- **Tasks**
A. Name the categories of human behavior in the SRK framework described in the passage on human error probability.
B. Write the next part of the passage on human error probability, picking up right after equation (12).

According to different ways of response, human behavior is usually divided into 3 categories. This classification is commonly known as skill-based, rule-based and knowledge-based (SRK) framework [31]. Skill-based behavior is assumed to be highly integrated patterns of behavior. Since the operator is so familiar with the situations, human behavior takes place without conscious attention. Rule-based behavior refers to executing routine tasks according to regulations strictly. This type of behavior is typically controlled by a stored procedure. During unfamiliar situations, no procedures are available, and human behavior is considered as knowledge-based. The operator has to rely upon their knowledge to make decisions and deal with the operation task.

It is not hard to find that human errors are more likely to occur in knowledge-based situations and less likely to occur in skill-based situations. According to survey results [30], it is recognized that once the operation task, scenario and operators are determined, human error probability is only related to the ratio of operation allowable time (t) and operation execution time (T 1/2). The relationship could be expressed with Weibull distribution function with 3 parameters, which is shown in (11).
$$P(t) = \exp \left[ { - \left( {\frac{{t/T_{1/2} - \gamma }}{\alpha }} \right)^{\beta } } \right]$$
(11)
where P(t) is the probability of human error; α, β, γ are dimension, shape and location parameters, and their values are determined by operation category [32], shown in Table 7; t is the operation allowable time which is determined by power system characteristic; T 1/2 is the operation execution time which could be obtained by (12).
Table 7

Values of α, β, γ in different operation categories

Operation category

α

β

γ

Skill-based

0.407

1.2

0.7

Rule-based

0.601

0.9

0.6

Knowledge-based

0.791

0.8

0.5

$$T_{1/2} = T_{1/2,n} (1 + K_{1} )(1 + K_{2} )(1 + K_{3} )$$
(12)

- **Raw data**
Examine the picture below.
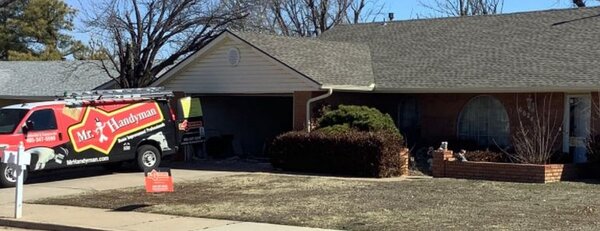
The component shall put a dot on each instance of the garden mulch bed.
(356, 204)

- **Results for each task**
A. Skill-based, rule-based, and knowledge-based.

B.
where T 1/2,n is the average execution time in regular situation, which could be obtained according to the statistics; K 1, K 2, K 3 are the adjustment coefficients to execution time from aspects of training, operator mental state and operation support.
For example, when line protection channel fault occurs, main protection should quit operation manually. This process is supposed to be finished within 8 minutes. Through investigation we find that the average time to finish the job is about 5 minutes, and it depends on operators. Operator A has experience in dealing with such situations, while Operator B is inexperienced, and should follow the regulations to finish the job. The parameters could be defined as Table 8.
Table 8

Parameters values for different operators

Operator

α

β

γ

K 1

K 2

K 3

H EP

A

0.407

1.2

0.7

−0.12

0

−0.22

0.005

B

0.601

0.9

0.6

0.28

0.28

−0.22

0.341

From Table 8, we can see that Operator A might fail to finish the operation with a probability of 0.005, while the probability is 0.341 for Operator B. Through analysis we can conclude that when facing with emergency situations, experience, operation time and psychological state will affect human operation a lot. High quality is an essential way to enhance human reliability in emergency conditions.

4 Impact of human factors on maintenance

Electrical equipment maintenance is significant to maintain power systems stable, prolong the service life of equipment and reduce the system power loss. According to statistics of grid accidents, maintenance personal mistakes occupy a large proportion [33]. In this part, we first establish a periodic maintenance (PM) model considering imperfect maintenance caused by human factors, and demonstrate the impact of human factors on maintenance availability with a simple case.

4.1 Electrical equipment maintenance model considering imperfect maintenance

In most cases, analysts assume that maintenance is totally perfect, which is unrealistic. Effect of maintenance could be weakened by human factors, and more than that, the system occasionally becomes even worse due to human errors [34]. Several common human errors and their external forms in maintenance are listed below.
  1. 1)

    Latent failures which are not detected during maintenance due to operators' insufficient awareness.

     
  2. 2)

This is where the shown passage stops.